PROBLEM TO WORK ON: The lines to reproduce from the material below are those from the one containing "negative clicks: (100, 137) (121, 120)" through the one containing "20L194 4L140 41L97", both included; write them out exactly and add nothing.
RECORDED INFORMATION Block Start
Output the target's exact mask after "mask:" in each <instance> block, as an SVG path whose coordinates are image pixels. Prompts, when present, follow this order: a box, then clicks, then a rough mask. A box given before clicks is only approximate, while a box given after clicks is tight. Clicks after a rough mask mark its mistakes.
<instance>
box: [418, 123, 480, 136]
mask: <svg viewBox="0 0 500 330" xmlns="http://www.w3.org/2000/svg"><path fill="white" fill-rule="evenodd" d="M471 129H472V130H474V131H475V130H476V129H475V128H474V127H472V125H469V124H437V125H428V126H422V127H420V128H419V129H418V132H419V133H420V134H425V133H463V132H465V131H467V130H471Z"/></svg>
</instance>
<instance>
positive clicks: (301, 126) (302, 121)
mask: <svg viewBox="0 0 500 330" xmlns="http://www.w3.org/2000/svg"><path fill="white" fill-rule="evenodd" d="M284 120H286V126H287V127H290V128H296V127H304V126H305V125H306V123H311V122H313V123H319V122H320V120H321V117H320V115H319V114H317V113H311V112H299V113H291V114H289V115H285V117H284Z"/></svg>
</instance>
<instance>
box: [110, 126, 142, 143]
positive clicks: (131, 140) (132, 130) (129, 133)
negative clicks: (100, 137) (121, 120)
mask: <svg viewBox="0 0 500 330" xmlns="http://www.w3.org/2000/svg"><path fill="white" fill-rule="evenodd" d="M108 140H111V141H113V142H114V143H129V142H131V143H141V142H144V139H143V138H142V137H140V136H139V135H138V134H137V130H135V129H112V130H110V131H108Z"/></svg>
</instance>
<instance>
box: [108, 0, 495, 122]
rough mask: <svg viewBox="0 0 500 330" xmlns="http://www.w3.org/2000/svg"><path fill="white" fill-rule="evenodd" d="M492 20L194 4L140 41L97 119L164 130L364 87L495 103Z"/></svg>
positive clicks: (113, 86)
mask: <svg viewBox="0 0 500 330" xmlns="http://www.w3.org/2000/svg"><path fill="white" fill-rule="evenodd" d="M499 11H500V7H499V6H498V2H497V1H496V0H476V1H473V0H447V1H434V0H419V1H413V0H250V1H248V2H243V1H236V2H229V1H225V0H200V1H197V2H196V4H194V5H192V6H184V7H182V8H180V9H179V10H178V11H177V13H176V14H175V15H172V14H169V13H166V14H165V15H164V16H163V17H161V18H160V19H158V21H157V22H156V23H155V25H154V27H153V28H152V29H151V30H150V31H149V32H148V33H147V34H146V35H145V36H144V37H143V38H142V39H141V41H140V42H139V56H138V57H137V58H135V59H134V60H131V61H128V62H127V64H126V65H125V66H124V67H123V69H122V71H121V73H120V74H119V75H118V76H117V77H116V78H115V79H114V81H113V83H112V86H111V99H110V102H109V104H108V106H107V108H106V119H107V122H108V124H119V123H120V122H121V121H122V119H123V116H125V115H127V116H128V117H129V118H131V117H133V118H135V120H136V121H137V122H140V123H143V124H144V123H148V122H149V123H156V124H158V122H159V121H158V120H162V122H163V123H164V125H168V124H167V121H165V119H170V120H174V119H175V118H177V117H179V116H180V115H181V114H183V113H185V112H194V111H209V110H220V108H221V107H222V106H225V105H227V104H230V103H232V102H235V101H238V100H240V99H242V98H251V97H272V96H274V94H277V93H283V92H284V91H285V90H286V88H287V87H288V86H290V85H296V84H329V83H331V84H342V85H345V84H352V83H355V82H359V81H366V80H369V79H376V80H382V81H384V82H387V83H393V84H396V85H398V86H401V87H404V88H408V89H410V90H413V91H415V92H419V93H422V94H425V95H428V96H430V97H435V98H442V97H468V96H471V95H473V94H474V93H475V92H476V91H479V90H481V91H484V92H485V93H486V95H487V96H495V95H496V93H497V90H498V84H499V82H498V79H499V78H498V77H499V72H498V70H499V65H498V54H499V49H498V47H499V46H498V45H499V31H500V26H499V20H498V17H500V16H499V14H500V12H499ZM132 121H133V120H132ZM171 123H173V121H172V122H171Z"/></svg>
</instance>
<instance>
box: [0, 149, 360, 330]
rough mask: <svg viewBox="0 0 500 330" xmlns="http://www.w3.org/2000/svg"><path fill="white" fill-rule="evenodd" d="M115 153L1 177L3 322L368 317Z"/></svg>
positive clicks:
RECORDED INFORMATION Block End
EXERCISE OUTPUT:
negative clicks: (100, 137) (121, 120)
mask: <svg viewBox="0 0 500 330" xmlns="http://www.w3.org/2000/svg"><path fill="white" fill-rule="evenodd" d="M108 140H111V141H113V142H114V143H129V142H131V143H141V142H144V139H143V138H142V137H140V136H139V135H138V134H137V130H135V129H112V130H110V131H108Z"/></svg>
</instance>
<instance>
box: [108, 0, 495, 122]
rough mask: <svg viewBox="0 0 500 330" xmlns="http://www.w3.org/2000/svg"><path fill="white" fill-rule="evenodd" d="M492 20L194 4L140 41L97 119L164 130L364 87L495 103Z"/></svg>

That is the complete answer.